Please transcribe the data word for word, starting at the line containing "Wanted | a point on the corrugated" and continuing through the end of the data.

::::::::::

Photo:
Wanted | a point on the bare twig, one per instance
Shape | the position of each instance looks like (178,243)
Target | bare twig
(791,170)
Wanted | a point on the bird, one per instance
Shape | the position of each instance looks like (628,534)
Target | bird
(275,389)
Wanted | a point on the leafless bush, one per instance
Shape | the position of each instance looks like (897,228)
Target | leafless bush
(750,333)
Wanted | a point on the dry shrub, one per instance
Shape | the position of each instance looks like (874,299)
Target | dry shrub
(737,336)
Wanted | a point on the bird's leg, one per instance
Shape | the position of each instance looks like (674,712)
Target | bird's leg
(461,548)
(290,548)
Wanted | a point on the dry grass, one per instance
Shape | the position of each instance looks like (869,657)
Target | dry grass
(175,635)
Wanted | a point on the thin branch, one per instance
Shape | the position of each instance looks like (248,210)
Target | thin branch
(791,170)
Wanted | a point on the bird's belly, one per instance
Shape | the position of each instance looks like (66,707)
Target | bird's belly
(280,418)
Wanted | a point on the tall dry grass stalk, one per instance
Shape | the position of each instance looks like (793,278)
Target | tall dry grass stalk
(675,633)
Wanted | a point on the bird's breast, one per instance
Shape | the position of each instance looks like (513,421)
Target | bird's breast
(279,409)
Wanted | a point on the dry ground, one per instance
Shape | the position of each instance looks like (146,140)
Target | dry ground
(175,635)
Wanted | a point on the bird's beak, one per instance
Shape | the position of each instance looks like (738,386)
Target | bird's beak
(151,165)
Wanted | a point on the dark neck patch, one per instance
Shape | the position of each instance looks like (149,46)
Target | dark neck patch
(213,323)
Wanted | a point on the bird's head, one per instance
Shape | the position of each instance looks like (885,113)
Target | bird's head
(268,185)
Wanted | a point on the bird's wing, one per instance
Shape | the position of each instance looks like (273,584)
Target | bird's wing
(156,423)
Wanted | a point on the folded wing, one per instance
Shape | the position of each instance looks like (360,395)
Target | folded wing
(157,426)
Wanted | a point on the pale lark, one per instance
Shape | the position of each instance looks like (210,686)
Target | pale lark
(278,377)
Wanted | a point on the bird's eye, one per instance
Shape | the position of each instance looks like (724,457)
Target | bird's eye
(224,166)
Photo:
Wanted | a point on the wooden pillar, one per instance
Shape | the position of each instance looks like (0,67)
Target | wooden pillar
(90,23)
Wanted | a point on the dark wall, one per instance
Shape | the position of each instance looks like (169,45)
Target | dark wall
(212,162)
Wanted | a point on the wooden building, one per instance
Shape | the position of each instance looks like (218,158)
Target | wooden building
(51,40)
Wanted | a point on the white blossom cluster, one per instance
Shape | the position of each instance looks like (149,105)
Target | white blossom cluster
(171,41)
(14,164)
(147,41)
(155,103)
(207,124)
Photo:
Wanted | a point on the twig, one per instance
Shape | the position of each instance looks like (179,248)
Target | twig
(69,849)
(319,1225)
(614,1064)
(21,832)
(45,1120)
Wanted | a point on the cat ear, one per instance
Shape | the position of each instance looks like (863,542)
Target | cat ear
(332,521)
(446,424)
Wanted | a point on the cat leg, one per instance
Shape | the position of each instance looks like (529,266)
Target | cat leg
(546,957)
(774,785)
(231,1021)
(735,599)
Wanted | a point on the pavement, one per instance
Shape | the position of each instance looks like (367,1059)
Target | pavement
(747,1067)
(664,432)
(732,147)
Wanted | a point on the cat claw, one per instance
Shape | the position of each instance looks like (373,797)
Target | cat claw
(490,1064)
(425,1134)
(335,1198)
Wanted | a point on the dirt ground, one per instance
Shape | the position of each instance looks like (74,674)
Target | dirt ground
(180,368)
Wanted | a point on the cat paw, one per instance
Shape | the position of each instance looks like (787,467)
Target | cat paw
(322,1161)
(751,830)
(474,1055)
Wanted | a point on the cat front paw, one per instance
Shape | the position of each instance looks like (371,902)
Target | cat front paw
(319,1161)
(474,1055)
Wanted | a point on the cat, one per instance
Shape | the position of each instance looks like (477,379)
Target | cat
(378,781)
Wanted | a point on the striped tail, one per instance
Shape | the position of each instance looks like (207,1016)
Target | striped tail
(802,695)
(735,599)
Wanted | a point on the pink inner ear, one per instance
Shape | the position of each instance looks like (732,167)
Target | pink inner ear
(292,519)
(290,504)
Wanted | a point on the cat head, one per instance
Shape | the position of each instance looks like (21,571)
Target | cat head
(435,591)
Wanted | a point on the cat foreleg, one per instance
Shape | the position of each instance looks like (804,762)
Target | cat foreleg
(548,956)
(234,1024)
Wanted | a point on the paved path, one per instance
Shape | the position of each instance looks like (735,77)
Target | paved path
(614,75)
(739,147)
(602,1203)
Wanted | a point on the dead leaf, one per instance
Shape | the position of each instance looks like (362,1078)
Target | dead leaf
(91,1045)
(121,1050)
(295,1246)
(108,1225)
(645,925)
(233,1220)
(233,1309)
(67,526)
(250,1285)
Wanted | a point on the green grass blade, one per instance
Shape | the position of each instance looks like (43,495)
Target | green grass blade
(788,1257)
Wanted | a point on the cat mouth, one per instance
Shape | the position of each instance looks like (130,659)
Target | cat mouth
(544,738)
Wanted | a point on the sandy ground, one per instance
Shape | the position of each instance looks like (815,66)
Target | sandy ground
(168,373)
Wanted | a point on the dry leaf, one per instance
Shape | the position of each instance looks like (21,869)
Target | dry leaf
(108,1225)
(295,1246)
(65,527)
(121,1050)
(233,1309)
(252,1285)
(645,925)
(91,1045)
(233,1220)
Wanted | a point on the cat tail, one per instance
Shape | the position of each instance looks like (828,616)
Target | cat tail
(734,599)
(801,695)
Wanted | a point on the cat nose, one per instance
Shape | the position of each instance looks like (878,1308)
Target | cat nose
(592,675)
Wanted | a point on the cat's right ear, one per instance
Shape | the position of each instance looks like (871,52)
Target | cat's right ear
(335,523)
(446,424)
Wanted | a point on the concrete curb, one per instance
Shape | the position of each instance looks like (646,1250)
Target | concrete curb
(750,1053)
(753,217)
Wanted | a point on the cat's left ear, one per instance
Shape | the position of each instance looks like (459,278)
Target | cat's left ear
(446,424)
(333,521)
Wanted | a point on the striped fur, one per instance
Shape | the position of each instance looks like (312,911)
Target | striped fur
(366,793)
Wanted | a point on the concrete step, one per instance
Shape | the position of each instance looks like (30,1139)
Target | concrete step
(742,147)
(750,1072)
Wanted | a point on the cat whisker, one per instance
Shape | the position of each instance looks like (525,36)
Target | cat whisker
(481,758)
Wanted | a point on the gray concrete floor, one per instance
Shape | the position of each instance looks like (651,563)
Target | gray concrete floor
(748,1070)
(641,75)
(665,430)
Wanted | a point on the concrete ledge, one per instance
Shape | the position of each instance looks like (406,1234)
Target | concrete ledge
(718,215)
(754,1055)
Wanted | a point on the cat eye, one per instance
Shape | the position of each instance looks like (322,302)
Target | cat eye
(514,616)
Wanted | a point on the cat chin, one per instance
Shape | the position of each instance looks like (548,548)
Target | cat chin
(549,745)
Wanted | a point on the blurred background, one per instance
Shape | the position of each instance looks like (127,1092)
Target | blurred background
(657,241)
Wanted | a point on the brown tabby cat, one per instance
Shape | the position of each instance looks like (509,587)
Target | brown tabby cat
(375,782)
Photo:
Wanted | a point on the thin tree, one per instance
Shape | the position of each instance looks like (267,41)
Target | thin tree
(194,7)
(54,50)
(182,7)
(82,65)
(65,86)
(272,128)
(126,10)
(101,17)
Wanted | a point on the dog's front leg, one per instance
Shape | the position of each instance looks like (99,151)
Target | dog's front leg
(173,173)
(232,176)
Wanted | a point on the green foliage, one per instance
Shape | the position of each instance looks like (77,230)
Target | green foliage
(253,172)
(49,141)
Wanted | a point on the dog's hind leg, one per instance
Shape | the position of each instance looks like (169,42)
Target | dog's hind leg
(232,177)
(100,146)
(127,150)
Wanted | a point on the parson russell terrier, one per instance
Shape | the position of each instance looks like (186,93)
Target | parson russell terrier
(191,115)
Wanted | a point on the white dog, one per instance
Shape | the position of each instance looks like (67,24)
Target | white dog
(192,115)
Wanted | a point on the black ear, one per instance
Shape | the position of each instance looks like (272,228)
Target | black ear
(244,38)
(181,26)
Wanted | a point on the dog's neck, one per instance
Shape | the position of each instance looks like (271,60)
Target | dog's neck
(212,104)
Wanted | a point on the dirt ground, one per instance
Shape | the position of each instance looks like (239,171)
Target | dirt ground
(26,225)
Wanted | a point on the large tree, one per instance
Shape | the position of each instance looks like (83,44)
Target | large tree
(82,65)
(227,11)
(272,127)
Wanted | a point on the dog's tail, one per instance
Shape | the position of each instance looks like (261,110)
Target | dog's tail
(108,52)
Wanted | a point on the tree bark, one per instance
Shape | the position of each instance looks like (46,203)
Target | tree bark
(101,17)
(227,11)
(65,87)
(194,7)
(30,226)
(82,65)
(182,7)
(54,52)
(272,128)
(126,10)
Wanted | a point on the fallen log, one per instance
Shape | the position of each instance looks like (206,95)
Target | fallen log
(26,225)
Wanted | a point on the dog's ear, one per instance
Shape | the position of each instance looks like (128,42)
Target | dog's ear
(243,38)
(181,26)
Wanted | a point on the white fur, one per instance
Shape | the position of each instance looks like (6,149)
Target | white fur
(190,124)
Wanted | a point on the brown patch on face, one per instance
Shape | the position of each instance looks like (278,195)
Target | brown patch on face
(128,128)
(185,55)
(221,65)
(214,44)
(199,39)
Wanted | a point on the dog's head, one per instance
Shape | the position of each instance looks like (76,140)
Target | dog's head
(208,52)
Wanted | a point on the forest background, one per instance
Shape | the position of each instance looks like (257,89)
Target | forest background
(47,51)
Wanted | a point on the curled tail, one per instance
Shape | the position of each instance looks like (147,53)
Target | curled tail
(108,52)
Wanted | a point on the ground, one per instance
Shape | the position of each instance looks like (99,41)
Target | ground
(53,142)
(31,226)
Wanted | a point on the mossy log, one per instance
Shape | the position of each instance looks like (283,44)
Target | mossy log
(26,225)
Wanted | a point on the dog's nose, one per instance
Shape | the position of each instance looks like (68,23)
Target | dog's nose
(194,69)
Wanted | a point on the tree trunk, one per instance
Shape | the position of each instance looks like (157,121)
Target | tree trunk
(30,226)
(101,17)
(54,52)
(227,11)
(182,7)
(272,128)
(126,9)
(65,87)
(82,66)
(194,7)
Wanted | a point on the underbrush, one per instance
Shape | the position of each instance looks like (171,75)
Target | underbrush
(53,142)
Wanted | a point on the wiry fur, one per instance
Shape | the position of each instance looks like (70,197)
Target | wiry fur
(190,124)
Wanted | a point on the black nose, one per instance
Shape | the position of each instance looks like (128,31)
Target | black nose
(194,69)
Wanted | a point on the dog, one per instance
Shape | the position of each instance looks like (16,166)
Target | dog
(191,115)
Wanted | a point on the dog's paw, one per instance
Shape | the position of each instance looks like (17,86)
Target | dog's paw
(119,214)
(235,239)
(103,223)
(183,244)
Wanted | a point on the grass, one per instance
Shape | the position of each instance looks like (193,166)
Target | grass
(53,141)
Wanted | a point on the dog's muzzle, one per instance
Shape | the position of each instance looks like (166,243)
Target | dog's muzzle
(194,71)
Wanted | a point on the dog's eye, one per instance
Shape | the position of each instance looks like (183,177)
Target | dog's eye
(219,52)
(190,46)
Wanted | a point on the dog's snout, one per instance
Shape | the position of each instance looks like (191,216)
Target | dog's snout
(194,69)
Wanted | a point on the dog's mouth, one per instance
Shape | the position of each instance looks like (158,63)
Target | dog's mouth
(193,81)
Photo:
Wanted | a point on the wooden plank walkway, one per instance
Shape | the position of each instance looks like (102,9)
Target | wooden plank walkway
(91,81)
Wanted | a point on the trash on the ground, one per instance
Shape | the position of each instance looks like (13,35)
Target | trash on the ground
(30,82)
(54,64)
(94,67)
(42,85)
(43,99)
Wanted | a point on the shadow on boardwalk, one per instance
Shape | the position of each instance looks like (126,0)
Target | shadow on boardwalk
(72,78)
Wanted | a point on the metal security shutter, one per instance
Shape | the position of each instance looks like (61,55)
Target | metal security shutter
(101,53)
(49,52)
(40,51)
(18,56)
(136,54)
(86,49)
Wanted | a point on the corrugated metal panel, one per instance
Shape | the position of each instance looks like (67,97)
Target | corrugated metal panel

::::::::::

## In response
Wanted | a point on the corrugated metal panel, one per instance
Shape | the position of each instance looks like (67,97)
Target | corrugated metal panel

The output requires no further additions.